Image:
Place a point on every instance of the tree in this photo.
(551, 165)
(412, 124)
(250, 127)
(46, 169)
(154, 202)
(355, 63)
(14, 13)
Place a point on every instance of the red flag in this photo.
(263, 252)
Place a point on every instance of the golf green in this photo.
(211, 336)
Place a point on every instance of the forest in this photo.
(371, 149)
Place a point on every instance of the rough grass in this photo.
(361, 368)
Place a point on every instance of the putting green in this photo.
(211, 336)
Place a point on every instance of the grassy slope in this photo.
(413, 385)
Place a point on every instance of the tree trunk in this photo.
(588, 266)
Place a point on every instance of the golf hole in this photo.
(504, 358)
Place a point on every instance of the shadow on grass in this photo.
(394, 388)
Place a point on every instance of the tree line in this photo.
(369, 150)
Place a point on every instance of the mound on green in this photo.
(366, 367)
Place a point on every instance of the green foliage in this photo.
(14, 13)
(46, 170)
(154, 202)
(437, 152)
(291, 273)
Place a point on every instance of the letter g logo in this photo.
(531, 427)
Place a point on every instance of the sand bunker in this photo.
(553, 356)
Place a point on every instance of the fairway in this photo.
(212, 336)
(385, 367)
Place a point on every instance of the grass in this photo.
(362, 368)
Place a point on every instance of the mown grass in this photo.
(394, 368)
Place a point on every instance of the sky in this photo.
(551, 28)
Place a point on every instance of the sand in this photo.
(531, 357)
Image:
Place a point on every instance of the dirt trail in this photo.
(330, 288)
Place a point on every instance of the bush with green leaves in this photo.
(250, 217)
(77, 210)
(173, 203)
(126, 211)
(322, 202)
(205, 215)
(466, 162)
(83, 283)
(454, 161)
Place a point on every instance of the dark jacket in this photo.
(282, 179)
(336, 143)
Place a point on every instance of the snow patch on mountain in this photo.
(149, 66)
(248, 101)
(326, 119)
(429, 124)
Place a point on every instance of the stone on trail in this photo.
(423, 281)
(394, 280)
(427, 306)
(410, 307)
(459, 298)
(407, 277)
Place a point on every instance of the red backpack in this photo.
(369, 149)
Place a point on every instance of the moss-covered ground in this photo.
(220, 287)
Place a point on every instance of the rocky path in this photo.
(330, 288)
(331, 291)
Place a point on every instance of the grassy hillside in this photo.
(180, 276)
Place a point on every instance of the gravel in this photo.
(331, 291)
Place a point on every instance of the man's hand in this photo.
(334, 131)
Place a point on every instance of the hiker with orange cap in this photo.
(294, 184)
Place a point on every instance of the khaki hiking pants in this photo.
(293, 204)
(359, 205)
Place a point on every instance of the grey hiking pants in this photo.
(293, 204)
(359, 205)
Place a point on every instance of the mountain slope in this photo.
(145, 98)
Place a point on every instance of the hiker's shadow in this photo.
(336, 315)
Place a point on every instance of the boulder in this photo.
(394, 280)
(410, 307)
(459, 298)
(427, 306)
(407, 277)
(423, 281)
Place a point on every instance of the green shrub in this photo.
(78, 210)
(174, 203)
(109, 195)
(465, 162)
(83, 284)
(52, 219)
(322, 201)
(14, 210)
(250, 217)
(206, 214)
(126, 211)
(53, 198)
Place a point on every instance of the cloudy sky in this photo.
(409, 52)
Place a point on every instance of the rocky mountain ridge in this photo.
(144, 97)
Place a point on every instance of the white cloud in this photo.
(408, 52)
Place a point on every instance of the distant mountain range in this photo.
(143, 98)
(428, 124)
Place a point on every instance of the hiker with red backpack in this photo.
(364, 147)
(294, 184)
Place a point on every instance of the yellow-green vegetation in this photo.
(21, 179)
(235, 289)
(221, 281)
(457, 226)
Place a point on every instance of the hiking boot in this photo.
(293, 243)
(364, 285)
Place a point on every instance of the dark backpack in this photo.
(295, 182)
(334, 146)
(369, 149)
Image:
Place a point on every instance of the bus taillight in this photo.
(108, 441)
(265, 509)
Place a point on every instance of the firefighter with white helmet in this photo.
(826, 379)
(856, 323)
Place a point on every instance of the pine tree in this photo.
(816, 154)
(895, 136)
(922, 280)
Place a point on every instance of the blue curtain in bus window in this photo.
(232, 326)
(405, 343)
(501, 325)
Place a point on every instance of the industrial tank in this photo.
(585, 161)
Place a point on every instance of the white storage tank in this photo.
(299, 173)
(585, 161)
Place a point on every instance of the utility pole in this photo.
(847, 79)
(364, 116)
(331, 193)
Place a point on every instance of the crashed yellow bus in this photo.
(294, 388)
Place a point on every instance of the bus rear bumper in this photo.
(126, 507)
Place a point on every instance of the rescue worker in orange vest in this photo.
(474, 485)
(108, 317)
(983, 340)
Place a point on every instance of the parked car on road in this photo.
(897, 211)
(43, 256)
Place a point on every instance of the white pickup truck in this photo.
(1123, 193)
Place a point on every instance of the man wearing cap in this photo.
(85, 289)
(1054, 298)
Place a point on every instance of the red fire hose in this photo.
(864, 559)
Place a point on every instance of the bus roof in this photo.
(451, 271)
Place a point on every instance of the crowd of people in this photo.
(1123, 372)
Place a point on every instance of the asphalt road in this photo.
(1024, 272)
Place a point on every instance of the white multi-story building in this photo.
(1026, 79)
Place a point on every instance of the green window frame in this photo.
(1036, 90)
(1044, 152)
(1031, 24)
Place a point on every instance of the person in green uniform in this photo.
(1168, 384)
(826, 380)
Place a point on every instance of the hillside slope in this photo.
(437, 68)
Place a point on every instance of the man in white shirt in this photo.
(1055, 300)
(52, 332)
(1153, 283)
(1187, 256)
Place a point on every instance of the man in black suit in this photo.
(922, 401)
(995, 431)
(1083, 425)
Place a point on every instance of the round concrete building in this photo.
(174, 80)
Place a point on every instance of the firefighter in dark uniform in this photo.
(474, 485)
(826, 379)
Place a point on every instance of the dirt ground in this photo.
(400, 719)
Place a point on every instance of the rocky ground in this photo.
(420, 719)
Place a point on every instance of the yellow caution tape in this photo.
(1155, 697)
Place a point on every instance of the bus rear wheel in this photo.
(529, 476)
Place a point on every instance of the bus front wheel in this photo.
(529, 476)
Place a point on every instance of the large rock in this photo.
■ ■ ■
▶ [To do] All of the data above needs to be set down again exactly. Include every line.

▶ [Response for this exercise]
Image:
Place a point on every instance of the tree in this photo.
(551, 165)
(412, 124)
(250, 127)
(46, 169)
(154, 202)
(355, 63)
(14, 13)
Place a point on every instance of the red flag in this photo.
(263, 252)
Place a point on every instance of the golf green in this photo.
(211, 336)
Place a point on every instance of the forest in this photo.
(371, 149)
Place a point on every instance of the rough grass in this photo.
(361, 368)
Place a point on every instance of the putting green in this photo.
(211, 336)
Place a point on every instance of the grassy slope in this photo.
(413, 385)
Place a point on every instance of the tree trunk in this photo.
(588, 266)
Place a point on every instance of the golf hole in this photo.
(504, 358)
Place a point on every instance of the shadow on grass in this photo.
(394, 388)
Place a point on every instance of the tree line in this photo.
(369, 150)
Place a point on every instance of the mound on green in this photo.
(366, 367)
Place a point on every instance of the green foliage in this photo.
(14, 13)
(46, 170)
(154, 202)
(437, 152)
(291, 273)
Place a point on every instance of the letter g logo in this photo.
(531, 427)
Place a point on every instance of the sand bunker in this photo.
(553, 356)
Place a point on every instance of the fairway in this photo.
(212, 336)
(385, 367)
Place a point on every instance of the grass in this photo.
(362, 368)
Place a point on every instance of the mown grass in this photo.
(394, 368)
Place a point on every instance of the sky in this photo.
(551, 28)
Place a point on every instance of the sand in this photo.
(531, 357)
Image:
Place a point on every instance of the dirt trail in this photo.
(330, 288)
Place a point on every instance of the bush with green leaves in this photo.
(250, 217)
(77, 210)
(173, 203)
(126, 211)
(322, 202)
(205, 215)
(466, 162)
(83, 283)
(454, 161)
Place a point on every instance of the dark jacket in this photo.
(282, 179)
(336, 143)
Place a point on every instance of the snow patch on mountain in this photo.
(149, 66)
(248, 101)
(326, 119)
(429, 124)
Place a point on every instance of the stone on trail in this photo.
(423, 281)
(394, 280)
(427, 306)
(410, 307)
(459, 298)
(407, 277)
Place a point on every instance of the red backpack in this photo.
(369, 149)
Place a point on every instance of the moss-covered ground in this photo.
(220, 287)
Place a point on every instance of the rocky path in this photo.
(330, 288)
(331, 291)
Place a point on every instance of the grassy hillside in this photo.
(180, 276)
Place a point on every instance of the gravel in this photo.
(331, 291)
Place a point on every instance of the man's hand in this photo.
(334, 131)
Place a point on every instance of the hiker with orange cap in this photo.
(294, 184)
Place a point on every instance of the khaki hiking pants in this photo.
(293, 204)
(359, 205)
Place a point on every instance of the grey hiking pants in this photo.
(293, 204)
(359, 205)
Place a point on every instance of the mountain slope in this photo.
(145, 98)
Place a point on every instance of the hiker's shadow in this photo.
(336, 315)
Place a point on every instance of the boulder in this photo.
(394, 280)
(410, 307)
(459, 298)
(427, 306)
(407, 277)
(423, 281)
Place a point on every instance of the green shrub in this photo.
(78, 210)
(174, 203)
(109, 195)
(465, 162)
(83, 284)
(52, 219)
(322, 201)
(14, 210)
(250, 217)
(206, 214)
(126, 211)
(53, 198)
Place a point on every instance of the cloudy sky in this photo.
(409, 52)
Place a point on every instance of the rocky mountain ridge in this photo.
(144, 97)
Place a point on every instance of the white cloud in this photo.
(408, 52)
Place a point on every instance of the distant mountain range in this photo.
(143, 98)
(428, 124)
Place a point on every instance of the hiker with red backpack in this photo.
(364, 147)
(294, 184)
Place a point on every instance of the yellow-green vegetation in this photo.
(21, 179)
(235, 289)
(221, 281)
(457, 226)
Place a point on every instance of the hiking boot in this photo.
(293, 243)
(364, 285)
Place a point on every instance of the dark backpack in this photo.
(295, 182)
(334, 146)
(369, 149)
Image:
Place a point on every instance of the bus taillight in this photo.
(108, 441)
(265, 509)
Place a point on every instance of the firefighter with white helmet in this photo.
(826, 379)
(856, 323)
Place a point on every instance of the pine tree in this photo.
(816, 154)
(895, 136)
(922, 280)
Place a point on every instance of the blue curtain in bus window in this photo.
(232, 326)
(405, 343)
(501, 325)
Place a point on every instance of the industrial tank in this photo.
(585, 161)
Place a point on every instance of the white storage tank in this photo.
(299, 173)
(585, 161)
Place a point on every instance of the utility pole in this photo.
(847, 79)
(364, 116)
(331, 193)
Place a point on every instance of the crashed yellow bus in this photo.
(294, 388)
Place a point on every instance of the bus rear bumper in this photo.
(126, 507)
Place a point on every instance of the rescue worker in orange vest in this photo.
(474, 485)
(108, 317)
(983, 340)
Place a point on every instance of the parked car on road in this photo.
(897, 211)
(43, 256)
Place a point on every instance of the white pickup truck in this photo.
(1123, 193)
Place a point on every instance of the man wearing cap in this photo.
(85, 289)
(1054, 298)
Place a point on every instance of the red fire hose in this photo.
(864, 559)
Place a point on every instance of the bus roof in this photo.
(451, 271)
Place a point on every instance of the crowd of people in this photo.
(1123, 372)
Place a point on every instance of the asphalt road in this photo.
(1024, 272)
Place a point on every instance of the white multi-story building in this photo.
(1026, 79)
Place a point on every instance of the green window frame in this photo.
(1036, 90)
(1044, 152)
(1031, 24)
Place a point on every instance of the person in green uniform in this photo.
(1168, 384)
(826, 380)
Place a point on every instance of the hillside slope in this photo.
(437, 68)
Place a point on every instance of the man in white shirt in this photo.
(1055, 300)
(52, 332)
(1153, 283)
(1187, 256)
Place a point on every instance of the man in black suit in this photo.
(922, 401)
(995, 431)
(1083, 425)
Place a point on every instance of the round concrete building in this photo.
(174, 80)
Place a point on every instance of the firefighter in dark uniform in this photo.
(474, 485)
(826, 379)
Place a point on every instance of the dirt ground in this photo.
(400, 719)
Place a point on every instance of the rocky ground in this photo.
(420, 719)
Place a point on every instance of the yellow caution tape in this photo.
(1155, 697)
Place a point on every instance of the bus rear wheel in this photo.
(529, 476)
Place a point on every instance of the bus front wheel in this photo.
(529, 476)
Place a point on every instance of the large rock in this photo.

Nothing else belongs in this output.